# Текст:
++++++

Филология была для Ренана точной наукой, но, как видим, точность филологии в его глазах качественно отличалась от точности геометрии или алгебры: точность филологии, согласно Ренану, основывалась не на абстрактном дедуктивном мышлении, а на мышлении индуктивном, эмпирическом, привязанном к конкретности. Точность филологии состояла в полноте и точности учета фактов, а также в тонкости различений и характеристик. В концепции Ренана представления о филологии, восходящие к немецкой культуре, стыкуются с чисто французским представлением о «тонком уме». Ниже нам еще придется более широко поставить вопрос о соотношении немецких и французских ориентиров в ренановском воззрении на филологию.
Пока что вернемся к вопросу о самых общих ценностях, на которых Ренан основывает свою апологию филологии. Первой такой ценностью, как мы видели, является критика. Эта базовая ценность воплощается в способе познания, который присущ филологии. Но есть и другая ценность – не менее базовая, не менее значимая для Ренана. Она воплощается в том предмете, познанию которого служит в конечном счете, опосредованно, вся филологическая работа. Этой второй ценностью – и этим конечным предметом познания – является история человеческого духа (histoire de l’esprit humain):
Цель филологии не лежит в ней самой: филология имеет ценность как необходимое условие истории человеческого духа и знания о прошлом [de l’étude du passé] [AS, 185]; [БН, 1-я паг., 90].
Только это дает ценность эрудиции. Никто не станет приписывать ей практическую полезность; ссылок на одну лишь любознательность тоже недостаточно, чтобы обосновать высокую задачу эрудиции. Следовательно, остается лишь одно: видеть в эрудиции условие, без которого невозможна наука о человеческом духе, наука о продуктах человеческого духа (выделено автором) [AS, 244]; [БН, 1-я паг., 131].
Как мы помним, во французской культуре «эрудицией», то есть «ученостью», традиционно именовалось историко-филологическое знание. Итак, согласно Ренану, историко-филологическое знание нужно для построения науки о продуктах человеческого духа. Эту науку Ренан и именует филологией в ее современном значении:
Для нас филология не является, как в Александрийской школе, лишь предметом любознательности ученого; это организованная наука, имеющая возвышенную и серьезную цель; это наука о продуктах человеческого духа (выделено автором) [AS, 191–192]; [БН, 1-я паг., 95].
В качестве науки о продуктах человеческого духа современная филология служит великой задаче построения истории человеческого духа. И тут выясняется, что две главные ренановские ценности – «критика» и «история человеческого духа» – по своим валентностям совершенно аналогичны: и та и другая ценность сущностно связаны для Ренана 1) с филологией; 2) с философией; 3) с современностью. Причастность к постижению истории человеческого духа, точно так же, как и причастность к критическому началу, обуславливает глубочайшую связь современной филологии, во-первых, с духом современности, а во-вторых, с современной философией:
Между тем, если вдуматься, настоящей философией XIX века является история. Наш век не метафизичен; его мало заботит отвлеченное обсуждение [la discussion intrinsèque] тех или иных вопросов. Главная его забота – это история, и прежде всего история человеческого духа. Именно здесь находится [сегодня] принцип разделения на школы: человек является философом или верующим в зависимости от того, как он рассматривает историю; в человечество верят или не верят в зависимости от того, какое воззрение на историю человечества признается истинным [AS, 304]; [БН, 3-я паг., 16].

++++++

# Выполните задания:
**A)** Измените в тексте о Ренане отрывок от слов «Только это дает» до слов «1-я паг., 131].»: поставьте «прикладную пользу» вместо «практическую полезность» и выпишите отрывок целиком.
**B)** Изложите текст о Ренане в двух предложениях.
**C)** Ответьте по тексту о Ренане на вопросы:
(i) На каком мышлении, согласно Ренану, основывается точность филологии?
(ii) Какую ценность текст называет первой среди самых общих ценностей, на которых Ренан строит апологию филологии?
(iii) Что Ренан называет настоящей философией XIX века?

++++++

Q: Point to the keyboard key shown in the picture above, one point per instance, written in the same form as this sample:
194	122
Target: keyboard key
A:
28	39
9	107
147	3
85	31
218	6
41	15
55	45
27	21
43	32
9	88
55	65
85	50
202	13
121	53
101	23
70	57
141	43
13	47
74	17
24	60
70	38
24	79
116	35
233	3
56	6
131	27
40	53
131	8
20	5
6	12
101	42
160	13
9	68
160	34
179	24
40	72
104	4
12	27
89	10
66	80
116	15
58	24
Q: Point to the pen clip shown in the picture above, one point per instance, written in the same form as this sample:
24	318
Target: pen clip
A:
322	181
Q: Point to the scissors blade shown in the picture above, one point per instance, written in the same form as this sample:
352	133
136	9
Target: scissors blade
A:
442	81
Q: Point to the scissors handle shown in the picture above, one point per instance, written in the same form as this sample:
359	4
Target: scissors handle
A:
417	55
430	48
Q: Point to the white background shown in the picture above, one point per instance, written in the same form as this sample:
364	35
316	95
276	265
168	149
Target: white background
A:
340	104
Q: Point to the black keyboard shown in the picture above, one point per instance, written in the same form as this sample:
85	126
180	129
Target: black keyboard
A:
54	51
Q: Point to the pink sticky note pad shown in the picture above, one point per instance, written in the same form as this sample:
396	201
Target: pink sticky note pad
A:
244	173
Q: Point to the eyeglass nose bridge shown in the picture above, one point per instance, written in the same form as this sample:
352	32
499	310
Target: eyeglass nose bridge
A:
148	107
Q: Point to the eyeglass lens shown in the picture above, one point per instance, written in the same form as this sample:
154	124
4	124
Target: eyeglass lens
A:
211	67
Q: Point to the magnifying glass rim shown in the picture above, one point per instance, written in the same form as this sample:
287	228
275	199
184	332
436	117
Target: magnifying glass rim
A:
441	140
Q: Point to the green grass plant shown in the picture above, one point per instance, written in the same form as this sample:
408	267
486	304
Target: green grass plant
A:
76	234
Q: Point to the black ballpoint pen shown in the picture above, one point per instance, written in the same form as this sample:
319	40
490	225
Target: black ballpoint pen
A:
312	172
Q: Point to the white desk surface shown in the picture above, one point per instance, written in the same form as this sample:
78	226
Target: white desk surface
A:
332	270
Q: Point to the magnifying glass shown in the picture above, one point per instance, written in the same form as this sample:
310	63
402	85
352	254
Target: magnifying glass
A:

++++++

# Ответы:
**A)**
Только это дает ценность эрудиции. Никто не станет приписывать ей прикладную пользу; ссылок на одну лишь любознательность тоже недостаточно, чтобы обосновать высокую задачу эрудиции. Следовательно, остается лишь одно: видеть в эрудиции условие, без которого невозможна наука о человеческом духе, наука о продуктах человеческого духа (выделено автором) [AS, 244]; [БН, 1-я паг., 131].

**B)** По Ренану, филология — точная наука, но её точность опирается на индуктивное мышление, на полноту учёта фактов и тонкость различений, а её базовые ценности — критика и история человеческого духа. Эрудиция ценна как условие науки о продуктах человеческого духа, то есть современной филологии, которая глубоко связана с духом современности и с современной философией, а настоящей философией XIX века Ренан считает историю.

**C)**
(i) На индуктивном, эмпирическом мышлении, привязанном к конкретности, а не на абстрактном дедуктивном.
(ii) Критику.
(iii) Историю.